Copy every line of the entries below, changing nothing.

Records from a collection:
----------------------------------------

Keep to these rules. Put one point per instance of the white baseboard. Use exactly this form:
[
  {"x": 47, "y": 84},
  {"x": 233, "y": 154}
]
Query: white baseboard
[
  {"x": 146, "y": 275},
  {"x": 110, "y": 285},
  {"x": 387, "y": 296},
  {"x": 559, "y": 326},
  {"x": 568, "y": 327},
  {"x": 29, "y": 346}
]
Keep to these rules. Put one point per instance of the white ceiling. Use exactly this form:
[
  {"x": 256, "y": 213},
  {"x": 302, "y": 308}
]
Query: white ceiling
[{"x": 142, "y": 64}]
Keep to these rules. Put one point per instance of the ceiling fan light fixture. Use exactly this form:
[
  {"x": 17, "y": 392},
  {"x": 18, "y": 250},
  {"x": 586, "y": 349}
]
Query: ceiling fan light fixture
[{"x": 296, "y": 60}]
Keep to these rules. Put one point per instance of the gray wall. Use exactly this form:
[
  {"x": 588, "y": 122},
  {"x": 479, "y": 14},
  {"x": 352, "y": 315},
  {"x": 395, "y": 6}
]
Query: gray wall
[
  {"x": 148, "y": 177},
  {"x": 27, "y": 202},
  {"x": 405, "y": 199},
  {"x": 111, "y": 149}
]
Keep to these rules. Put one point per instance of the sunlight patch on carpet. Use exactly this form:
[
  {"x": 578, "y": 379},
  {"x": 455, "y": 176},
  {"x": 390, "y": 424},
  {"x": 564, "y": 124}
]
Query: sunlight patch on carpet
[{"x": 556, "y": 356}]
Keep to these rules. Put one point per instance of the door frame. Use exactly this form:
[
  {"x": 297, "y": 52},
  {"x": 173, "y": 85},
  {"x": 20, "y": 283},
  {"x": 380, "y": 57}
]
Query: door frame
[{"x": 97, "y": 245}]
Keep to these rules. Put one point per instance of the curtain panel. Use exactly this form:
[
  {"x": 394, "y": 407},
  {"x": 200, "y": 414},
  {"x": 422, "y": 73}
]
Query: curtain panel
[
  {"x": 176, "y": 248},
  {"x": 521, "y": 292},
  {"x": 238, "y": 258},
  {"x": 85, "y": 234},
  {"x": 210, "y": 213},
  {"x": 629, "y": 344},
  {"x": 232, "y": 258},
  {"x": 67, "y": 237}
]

----------------------------------------

THE RESULT ▸
Keep to these rules. Put one point per instance of the white baseboard. Use exactly this form:
[
  {"x": 47, "y": 84},
  {"x": 233, "y": 154}
]
Query: white baseboard
[
  {"x": 146, "y": 275},
  {"x": 110, "y": 285},
  {"x": 387, "y": 296},
  {"x": 559, "y": 326},
  {"x": 568, "y": 327},
  {"x": 29, "y": 346}
]
Keep to these rules. Put one point per instance of the white ceiling. Use exactly this form:
[
  {"x": 256, "y": 213},
  {"x": 302, "y": 308}
]
Query: white ceiling
[{"x": 142, "y": 64}]
Keep to these rules. Put one point per instance of the ceiling fan light fixture. Use exactly this form:
[
  {"x": 17, "y": 392},
  {"x": 18, "y": 250},
  {"x": 586, "y": 349}
]
Query: ceiling fan light fixture
[{"x": 296, "y": 60}]
Keep to these rules. Put one point per instance of the gray wall. Use exactly this form:
[
  {"x": 588, "y": 122},
  {"x": 479, "y": 14},
  {"x": 352, "y": 315},
  {"x": 395, "y": 6}
]
Query: gray wall
[
  {"x": 148, "y": 177},
  {"x": 27, "y": 202},
  {"x": 405, "y": 199},
  {"x": 111, "y": 149}
]
Keep to these rules. Put one point per instance of the sunlight patch on carpet. Use exactly this form:
[
  {"x": 578, "y": 379},
  {"x": 455, "y": 176},
  {"x": 390, "y": 424},
  {"x": 564, "y": 124}
]
Query: sunlight patch on carpet
[{"x": 556, "y": 356}]
Keep to these rules. Put one point per instance of the door frame. Use exactly this form:
[
  {"x": 297, "y": 52},
  {"x": 173, "y": 85},
  {"x": 20, "y": 283},
  {"x": 380, "y": 57}
]
Query: door frame
[{"x": 97, "y": 245}]
Keep to these rules. Put one point per instance of the curtain panel. Use exactly this form:
[
  {"x": 394, "y": 407},
  {"x": 200, "y": 414},
  {"x": 422, "y": 73}
]
Query: curtain panel
[
  {"x": 176, "y": 248},
  {"x": 521, "y": 292},
  {"x": 238, "y": 258},
  {"x": 85, "y": 234},
  {"x": 210, "y": 213},
  {"x": 629, "y": 344},
  {"x": 232, "y": 258},
  {"x": 67, "y": 237}
]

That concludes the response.